Ed Sheeran has hit the news, bemoaning the inflated prices that tickets for his forthcoming tour are being sold at on ticket reseller websites. Some tickets have sold for as much as £999, compared to the original face value of £77. As the chart below shows, even the standard resold tickets are selling for up 5 times the original price.

ed-sheeran-ticket-prices

Sheeran is in the fortunate position of being one of the most in demand artists of the moment, but the broken nature of the ticketing market is locking his core fans out of his gigs. It is just the latest example of an industry in dire need of change:

  • Ticketing companies are playing double agent: Over the course of the last decade the live music market has grown almost dollar-for-dollar at the same rate the recorded business has declined. In 2000 live was around 30% of the global music business, now it is around 2 thirds. The live boom has long been seen as the good news for the music business, held up as evidence of value simply shifting from one part of the business to another, and the new way in which artists can build vibrant careers. The problem is that a) much of that growth has come in ticket price inflation, and b) most of the money does not make it back to artists. In fact, on average, artists only earn 14% of ticket sales revenue. Ticket resellers are a major contributory factor. Hiking up the prices and only distributing a small fraction back to artists, often in many cases (eg ticket marketplaces) nothing at all. The big ticketing companies are not merely passive observers, they are actively driving the reseller market, essentially acting as double agents and often cross promoting  reseller destinations they own. For example, Ticketmaster is also the parent company of Seatwave and GetMeIn. Though Ticketmaster’s reseller destinations do not bulk buy tickets, some independent resellers have teams of people that do exactly that.

● ● ●

▸ **What is expected**:
Continue the article on concert ticket resale from its last sentence. The entries after this point are not needed.

● ● ●

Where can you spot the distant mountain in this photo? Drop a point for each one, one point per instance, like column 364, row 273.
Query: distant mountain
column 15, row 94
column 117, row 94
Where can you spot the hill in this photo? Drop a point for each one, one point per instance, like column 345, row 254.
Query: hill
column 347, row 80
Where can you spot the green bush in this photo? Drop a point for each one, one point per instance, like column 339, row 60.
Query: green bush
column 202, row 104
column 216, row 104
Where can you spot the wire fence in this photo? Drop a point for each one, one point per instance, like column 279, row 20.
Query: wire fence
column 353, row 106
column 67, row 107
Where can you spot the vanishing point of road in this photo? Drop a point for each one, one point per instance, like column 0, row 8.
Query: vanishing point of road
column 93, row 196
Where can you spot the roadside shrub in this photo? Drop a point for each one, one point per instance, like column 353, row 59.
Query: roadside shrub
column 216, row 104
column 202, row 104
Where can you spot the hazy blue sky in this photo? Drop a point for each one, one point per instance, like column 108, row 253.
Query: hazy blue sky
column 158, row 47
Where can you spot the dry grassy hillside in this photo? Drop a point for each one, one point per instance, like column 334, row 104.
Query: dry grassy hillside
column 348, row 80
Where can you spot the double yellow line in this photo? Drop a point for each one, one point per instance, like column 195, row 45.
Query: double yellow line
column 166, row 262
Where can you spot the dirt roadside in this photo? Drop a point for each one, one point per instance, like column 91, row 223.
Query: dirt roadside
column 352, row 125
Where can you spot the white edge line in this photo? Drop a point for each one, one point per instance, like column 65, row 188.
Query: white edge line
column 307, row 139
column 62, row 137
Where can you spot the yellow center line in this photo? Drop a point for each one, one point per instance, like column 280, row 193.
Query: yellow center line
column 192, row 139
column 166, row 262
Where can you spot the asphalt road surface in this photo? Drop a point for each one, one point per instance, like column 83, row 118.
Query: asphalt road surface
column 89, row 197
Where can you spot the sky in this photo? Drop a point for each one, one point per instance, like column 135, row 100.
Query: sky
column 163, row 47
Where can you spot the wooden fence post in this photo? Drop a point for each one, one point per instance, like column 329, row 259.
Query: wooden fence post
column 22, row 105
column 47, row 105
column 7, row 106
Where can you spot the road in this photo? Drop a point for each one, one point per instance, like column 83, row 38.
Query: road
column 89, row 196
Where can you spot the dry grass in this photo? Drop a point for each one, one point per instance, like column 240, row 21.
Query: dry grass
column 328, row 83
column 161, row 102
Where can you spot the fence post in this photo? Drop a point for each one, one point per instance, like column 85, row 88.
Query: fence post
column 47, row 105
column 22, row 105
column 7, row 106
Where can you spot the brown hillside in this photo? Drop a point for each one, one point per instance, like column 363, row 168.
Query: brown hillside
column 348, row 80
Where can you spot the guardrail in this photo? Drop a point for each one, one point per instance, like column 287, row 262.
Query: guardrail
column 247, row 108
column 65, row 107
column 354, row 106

● ● ●

▸ **Reply to the exercise**:
  • Resold tickets put gigs out of reach of core fans: Resellers argue that there is a market for high priced tickets. There is, but it is a different market than that of core fans. Many sports leagues have seen a ‘gentrification’ of crowds, with older, more affluent fans being the only ones that can afford inflated ticket prices. The result is more subdued crowds and less vibrant atmospheres. The same thing is happening to live music, with young fans being forced out in favour of older audiences. It might be good for the ticket resellers and venues and booking agents, but it is bad news for bands and fans. The presence of ticket reselling marketplaces actively encourages nefarious behaviour, with a whole segment of professional resellers that use technology such as bots to bulk buy tickets before real fans get their hands on the tickets. There is an opportunity, nay a moral obligation, for more connected action to be taken to eradicate this sort of behaviour.
  • It is a problem that can be fixed, but it requires coordinated effort: Ed Sheeran’s camp has told fans not to buy from resellers at inflated prices. But Sheeran’s camp have to shoulder some of the blame.  The solution is as simple as it is complex. The simplicity is not to allow tickets to go to resell and to only admit fans whose names are on the tickets (which cuts out the ticketing marketplaces like Seatwave). But the complexity is that vested interests apply pressure to ensure this doesn’t happen. Nonetheless, action can be taken. Adele and her manager Jonathan Dickins took a bold stance last year, only allowing named ticket holders to attend some of her gigs. They even went as far as cancelling some resold tickets for other gigs. Mumford and Sons went one step further and booked Wembley directly, cutting out all the middle men.

But isolated action is not enough. Unless artists, managers and labels act together, to take a bold stance, change will not happen. And the losers then will be the fans.